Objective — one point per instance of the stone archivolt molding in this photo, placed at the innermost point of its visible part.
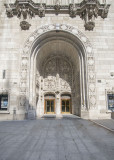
(88, 10)
(89, 58)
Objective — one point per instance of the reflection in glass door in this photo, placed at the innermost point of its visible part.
(49, 106)
(65, 106)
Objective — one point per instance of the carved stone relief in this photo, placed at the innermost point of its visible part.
(88, 10)
(58, 74)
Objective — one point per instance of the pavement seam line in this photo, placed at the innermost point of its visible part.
(102, 126)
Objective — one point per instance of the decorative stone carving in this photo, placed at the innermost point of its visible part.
(9, 12)
(22, 101)
(25, 25)
(87, 9)
(58, 74)
(105, 11)
(57, 6)
(41, 10)
(88, 53)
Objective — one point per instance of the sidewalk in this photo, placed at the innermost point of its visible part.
(105, 123)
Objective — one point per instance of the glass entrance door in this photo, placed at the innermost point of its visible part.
(65, 106)
(49, 106)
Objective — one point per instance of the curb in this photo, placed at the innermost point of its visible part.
(101, 125)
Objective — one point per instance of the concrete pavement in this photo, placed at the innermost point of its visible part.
(55, 139)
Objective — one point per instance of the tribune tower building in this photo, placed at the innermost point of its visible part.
(56, 58)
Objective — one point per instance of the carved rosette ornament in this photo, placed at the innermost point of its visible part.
(41, 10)
(72, 10)
(25, 25)
(88, 10)
(57, 6)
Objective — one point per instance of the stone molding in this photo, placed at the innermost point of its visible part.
(88, 10)
(89, 58)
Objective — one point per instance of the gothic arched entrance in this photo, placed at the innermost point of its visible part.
(61, 62)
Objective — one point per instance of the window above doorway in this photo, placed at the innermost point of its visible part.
(3, 101)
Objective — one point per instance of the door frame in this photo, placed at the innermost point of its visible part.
(45, 106)
(70, 106)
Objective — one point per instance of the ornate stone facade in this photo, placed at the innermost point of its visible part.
(87, 10)
(52, 35)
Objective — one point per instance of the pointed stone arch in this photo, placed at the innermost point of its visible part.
(79, 40)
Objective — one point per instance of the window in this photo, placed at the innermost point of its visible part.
(4, 74)
(3, 102)
(111, 102)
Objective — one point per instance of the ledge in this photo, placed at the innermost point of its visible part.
(4, 112)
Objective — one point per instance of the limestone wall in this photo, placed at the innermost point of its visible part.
(12, 40)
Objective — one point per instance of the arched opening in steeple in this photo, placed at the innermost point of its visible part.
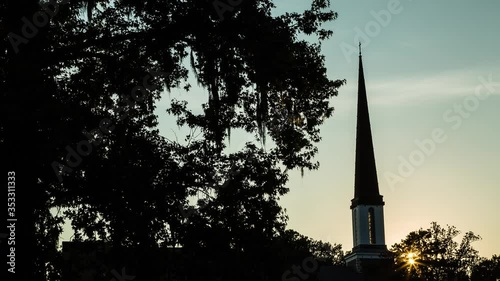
(371, 225)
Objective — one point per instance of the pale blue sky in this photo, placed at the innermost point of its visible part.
(421, 63)
(426, 59)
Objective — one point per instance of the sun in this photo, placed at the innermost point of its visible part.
(411, 258)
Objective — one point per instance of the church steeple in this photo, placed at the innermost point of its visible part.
(366, 190)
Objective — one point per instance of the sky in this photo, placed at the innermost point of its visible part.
(432, 73)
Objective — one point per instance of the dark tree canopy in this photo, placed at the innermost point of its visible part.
(83, 88)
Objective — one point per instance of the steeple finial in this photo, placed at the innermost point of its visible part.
(366, 191)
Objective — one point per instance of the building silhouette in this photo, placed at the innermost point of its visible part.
(369, 254)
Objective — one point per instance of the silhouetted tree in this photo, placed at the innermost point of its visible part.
(434, 254)
(72, 75)
(486, 269)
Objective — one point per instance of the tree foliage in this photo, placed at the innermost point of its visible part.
(436, 254)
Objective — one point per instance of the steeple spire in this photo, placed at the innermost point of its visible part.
(366, 190)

Work task: Keep the pictures out and transcribe the entries exactly.

Solution to this task:
Objective — one point per instance of the stone archivolt molding in this photo, placed at the innermost point of its visible part.
(88, 10)
(89, 58)
Objective — one point per instance of the reflection in glass door in this photo, placed at the innermost point of its visible part.
(49, 106)
(65, 106)
Objective — one point per instance of the carved stone relief in this photo, placed at the innermost point of its visible part.
(88, 10)
(58, 74)
Objective — one point per instance of the pavement seam line in this photo, placed at the innermost point of its visible part.
(102, 126)
Objective — one point per instance of the decorative stone carving in this photo, placed at the innermost point of its visible part.
(9, 12)
(22, 101)
(25, 25)
(87, 9)
(58, 74)
(105, 11)
(57, 6)
(41, 10)
(88, 53)
Objective — one point per instance of the sidewalk in this photo, placed at the innermost point of its visible part.
(105, 123)
Objective — one point per instance of the glass entrance door in this photo, placed at the innermost point of its visible part.
(65, 106)
(49, 106)
Objective — one point per instance of the curb in this photo, placed at the innermost point of its visible part.
(101, 125)
Objective — one point per instance of the concrete pavement in this photo, placed at the innermost point of its visible part.
(55, 139)
Objective — one point per instance of the tribune tower building in this photo, placed at the innermost point of its visible part.
(56, 58)
Objective — one point per instance of the carved rosette ornament in this photo, placed at the innermost point of its visible part.
(41, 10)
(72, 10)
(25, 25)
(88, 10)
(57, 6)
Objective — one point per instance of the stone molding in this photo, placed at the innermost point of its visible part.
(88, 10)
(89, 58)
Objective — one point per instance of the gothic arched entrance in this photo, placed at the innermost point of its visible part.
(61, 62)
Objective — one point per instance of the window above doorway in this photo, placed at the innermost point of its visible part.
(3, 101)
Objective — one point per instance of the door frame in this photo, placed at the innermost point of its visible part.
(45, 106)
(70, 106)
Objective — one point per instance of the ornate stone facade in this photo, placed at the innermost point of its visible part.
(87, 10)
(52, 35)
Objective — one point per instance of the pointed stone arch in this photo, placed at the innermost point of its visible part.
(79, 40)
Objective — one point per instance of the window in this photo, placed at the innermost point of its visible part.
(4, 74)
(3, 102)
(111, 102)
Objective — one point per instance of the ledge in this photo, placed at the innermost point of its visible part.
(4, 112)
Objective — one point per instance of the limestone wall in this photo, placed at the innermost point of its visible part.
(12, 40)
Objective — one point per instance of the arched opening in steeple in this photo, placed at the innermost point of its visible part.
(371, 225)
Objective — one point per instance of the pale blue sky in this photo, placed at the innermost point of its visible part.
(421, 63)
(426, 59)
Objective — one point per instance of the sun in this photo, placed at the innermost point of its visible part.
(411, 258)
Objective — one point per instance of the church steeple in this photo, placed at the innermost point of its visible part.
(366, 190)
Objective — one point per instance of the sky in this photo, placed at the innermost point of its visible part.
(432, 73)
Objective — one point per instance of the dark tree canopy in this photo, placed at the innermost point of its visible part.
(83, 88)
Objective — one point per instance of the steeple finial in this photo, placed at the innermost point of its visible part.
(366, 191)
Objective — one point per instance of the building silhouette in this photo, placed at the innermost point of its visible part.
(369, 254)
Objective — one point per instance of the silhouetted tree in this photo, placed at the innermost point of its visible part.
(434, 254)
(72, 75)
(486, 269)
Objective — one point per instance of the tree foliage in this photo, placed at the innermost point of its visible part.
(436, 254)
Objective — one point per instance of the steeple spire in this photo, placed at the innermost point of its visible part.
(366, 190)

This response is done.